▶ **Instructions to follow**: Would you transcribe the line that holds "Can you see the person" and all the lines below it, through the final one, exactly and with nothing else?

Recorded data
-- Opening Marker --
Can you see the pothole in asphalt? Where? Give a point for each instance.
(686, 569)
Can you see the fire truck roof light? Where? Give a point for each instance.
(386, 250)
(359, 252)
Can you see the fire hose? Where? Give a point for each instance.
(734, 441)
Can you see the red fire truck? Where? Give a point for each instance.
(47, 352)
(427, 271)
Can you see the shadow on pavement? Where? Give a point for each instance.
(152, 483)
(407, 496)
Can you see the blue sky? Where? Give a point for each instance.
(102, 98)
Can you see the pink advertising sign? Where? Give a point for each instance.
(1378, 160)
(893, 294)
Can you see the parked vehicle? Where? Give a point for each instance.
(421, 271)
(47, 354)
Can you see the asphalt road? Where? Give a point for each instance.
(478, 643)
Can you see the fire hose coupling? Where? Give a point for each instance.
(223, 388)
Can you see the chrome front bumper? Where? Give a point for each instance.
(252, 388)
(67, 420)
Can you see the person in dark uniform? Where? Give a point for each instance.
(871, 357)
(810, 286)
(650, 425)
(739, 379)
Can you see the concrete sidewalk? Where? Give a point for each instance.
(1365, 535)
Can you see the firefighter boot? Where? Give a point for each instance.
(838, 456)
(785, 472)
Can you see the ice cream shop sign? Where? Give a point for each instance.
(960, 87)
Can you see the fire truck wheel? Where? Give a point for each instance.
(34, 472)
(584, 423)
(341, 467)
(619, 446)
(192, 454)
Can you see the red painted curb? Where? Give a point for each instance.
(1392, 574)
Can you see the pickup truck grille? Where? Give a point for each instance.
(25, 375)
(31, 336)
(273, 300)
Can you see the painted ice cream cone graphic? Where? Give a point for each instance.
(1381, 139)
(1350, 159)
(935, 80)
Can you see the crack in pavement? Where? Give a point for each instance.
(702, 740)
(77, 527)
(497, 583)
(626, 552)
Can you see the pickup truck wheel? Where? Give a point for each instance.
-- Closing Marker --
▶ **Solution for this exercise**:
Can you see the person in dark uniform? Where? Give a point for each instance.
(871, 357)
(810, 286)
(650, 425)
(739, 379)
Can you see the concrete sidewalk? Where? Give a point for each instance.
(1365, 535)
Can you see the firefighter boot? Where? Give a point for each instance.
(838, 456)
(785, 472)
Can you see the ice cream shop sign? Where? Give a point for each instance.
(960, 87)
Can you see the fire truck wheel? Where? Give a point for each instance.
(34, 472)
(584, 423)
(341, 467)
(619, 446)
(192, 454)
Can you see the red painted curb? Where? Give a point for each instance.
(1392, 574)
Can you see the pickup truck grille? Where? Give a point for each instance.
(25, 375)
(31, 336)
(273, 300)
Can you see the painted ice cream cone graphic? Where? Give a point for each instance.
(1381, 139)
(1350, 159)
(935, 80)
Can you see the crack in pavement? Where? Give a point for each instance.
(702, 740)
(77, 527)
(497, 583)
(626, 552)
Can you see the pickup truck wheel? Where? Give a point for each instance.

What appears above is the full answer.